[[ PASSAGE open ]]

Changes could be coming to Indiana’s Lifeline law

Posted on Oct. 26, 2013 at 1:00 a.m.

ELKHART — A new Indiana law that gives immunity to teen drinkers may be changing.

The Lifeline law, authored by State Sen. Jim Merritt, R-Indianapolis, went into effect in 2012. It says that a person younger than 21 who’s been drinking can call for help for a drunk friend needing medical attention, without fear of being prosecuted for minor consumption or other alcohol-related offenses.

Merritt, who’s been traveling to college campuses across the state to promote the law, announced on Thursday, Oct. 24, that he wants to expand the law based on feedback he’s heard from college students.

“The overriding input I get is that kids aren’t doctors, and how do they know if (the friend’s medical problem) isn’t drugs, or maybe the person hit their head or something,” Merritt said during an interview on Friday, Oct. 25. “What I’m going to propose (to the Indiana General Assembly) is that rather than (the law) being focused on alcohol, we are going to broaden the law and say that ... if the friend is not responsive, make the call.”

Merritt said that this is “a common-sense change.”

“The spirit of this law is that kids make mistakes, and you need to help one another and be good Samaritans,” he said. “This (change) takes down the barrier of judging if that person laying on the floor has had alcohol. It just says, if someone is needing medical attention, call 911. And if you’ve had alcohol, you have immunity.”

[[ PASSAGE closed ]]
[[ DATA EXTRACT open ]]

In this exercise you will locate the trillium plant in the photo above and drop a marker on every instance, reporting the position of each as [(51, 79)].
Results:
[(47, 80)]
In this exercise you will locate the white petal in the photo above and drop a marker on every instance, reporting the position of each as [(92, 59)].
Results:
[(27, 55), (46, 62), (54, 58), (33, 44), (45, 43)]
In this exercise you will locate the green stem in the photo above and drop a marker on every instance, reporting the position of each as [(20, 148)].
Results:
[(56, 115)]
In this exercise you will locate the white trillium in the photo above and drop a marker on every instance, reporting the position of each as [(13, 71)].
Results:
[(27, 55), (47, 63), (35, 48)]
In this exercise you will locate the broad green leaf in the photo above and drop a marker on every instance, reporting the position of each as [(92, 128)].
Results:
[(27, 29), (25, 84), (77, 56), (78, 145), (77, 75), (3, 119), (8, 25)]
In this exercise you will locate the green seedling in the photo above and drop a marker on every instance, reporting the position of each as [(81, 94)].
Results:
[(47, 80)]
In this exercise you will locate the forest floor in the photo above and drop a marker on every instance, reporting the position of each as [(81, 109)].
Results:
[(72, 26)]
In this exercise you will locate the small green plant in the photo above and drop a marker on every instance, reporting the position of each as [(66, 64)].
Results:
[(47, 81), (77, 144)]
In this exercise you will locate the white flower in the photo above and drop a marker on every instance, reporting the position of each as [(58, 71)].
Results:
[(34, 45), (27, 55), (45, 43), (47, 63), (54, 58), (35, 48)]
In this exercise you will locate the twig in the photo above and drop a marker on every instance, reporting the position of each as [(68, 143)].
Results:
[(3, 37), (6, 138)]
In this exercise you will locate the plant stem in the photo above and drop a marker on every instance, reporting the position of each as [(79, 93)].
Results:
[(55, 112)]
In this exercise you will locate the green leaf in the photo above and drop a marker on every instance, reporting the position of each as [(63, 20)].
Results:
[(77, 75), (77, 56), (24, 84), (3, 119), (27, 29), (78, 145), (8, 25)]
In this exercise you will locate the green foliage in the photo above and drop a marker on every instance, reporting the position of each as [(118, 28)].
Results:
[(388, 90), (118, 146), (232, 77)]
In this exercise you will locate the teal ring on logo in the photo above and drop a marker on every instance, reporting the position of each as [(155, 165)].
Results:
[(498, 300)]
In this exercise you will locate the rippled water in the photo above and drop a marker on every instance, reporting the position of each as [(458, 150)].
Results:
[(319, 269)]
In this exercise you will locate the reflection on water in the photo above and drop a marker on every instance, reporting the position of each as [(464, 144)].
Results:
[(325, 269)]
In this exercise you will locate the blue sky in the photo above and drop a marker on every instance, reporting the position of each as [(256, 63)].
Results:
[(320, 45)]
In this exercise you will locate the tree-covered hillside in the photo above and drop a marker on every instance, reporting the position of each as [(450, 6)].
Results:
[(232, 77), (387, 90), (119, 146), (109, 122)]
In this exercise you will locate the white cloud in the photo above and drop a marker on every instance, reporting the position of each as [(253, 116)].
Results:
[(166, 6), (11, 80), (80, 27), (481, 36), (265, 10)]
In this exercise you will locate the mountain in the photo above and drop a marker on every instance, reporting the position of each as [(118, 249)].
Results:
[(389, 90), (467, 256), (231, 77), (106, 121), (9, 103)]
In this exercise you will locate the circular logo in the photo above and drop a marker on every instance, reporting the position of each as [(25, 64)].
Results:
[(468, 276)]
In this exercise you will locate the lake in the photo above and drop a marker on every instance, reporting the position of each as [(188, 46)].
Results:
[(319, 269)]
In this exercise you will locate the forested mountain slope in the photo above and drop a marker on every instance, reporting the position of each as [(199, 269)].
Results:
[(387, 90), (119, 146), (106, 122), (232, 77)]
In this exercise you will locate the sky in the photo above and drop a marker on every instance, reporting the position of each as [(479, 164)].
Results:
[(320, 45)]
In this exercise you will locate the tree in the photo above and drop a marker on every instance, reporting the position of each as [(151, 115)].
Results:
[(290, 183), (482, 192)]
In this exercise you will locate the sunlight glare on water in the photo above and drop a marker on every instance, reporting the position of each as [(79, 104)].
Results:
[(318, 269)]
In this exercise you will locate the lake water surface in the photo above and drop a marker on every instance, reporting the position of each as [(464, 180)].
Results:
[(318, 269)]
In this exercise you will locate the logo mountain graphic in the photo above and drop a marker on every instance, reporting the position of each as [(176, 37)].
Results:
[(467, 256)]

[[ DATA EXTRACT closed ]]

ACTIVITY A:
In the article on Indiana's Lifeline law, how would you render this sentence in Spanish: "A new Indiana law that gives immunity to teen drinkers may be changing."
ACTIVITY B:
Could you continue the article on Indiana's Lifeline law from where it stops?

ANSWER SPACE A:
Una nueva ley de Indiana que otorga inmunidad a los adolescentes que beben podría cambiar.

ANSWER SPACE B:
The law does require the caller to cooperate with authorities and remain on the scene until police or emergency medical personnel arrive.

Merrit said that immunity for the caller is basically a trade for the caller’s knowledge of the situation. For example, the caller may be able to tell first responders what the person had been drinking, and how much — or other details about the situation. These details, Merritt said, could save the person’s life.

Merritt will present these changes to the Lifeline Law to the Indiana General Assembly when the legislative session begins in January.

Ed Windbigler, investigator for the Elkhart County Prosecutor’s office, said in September that underage drinking is a problem locally. He added that he believes most people in Elkhart County don’t know about the Lifeline law.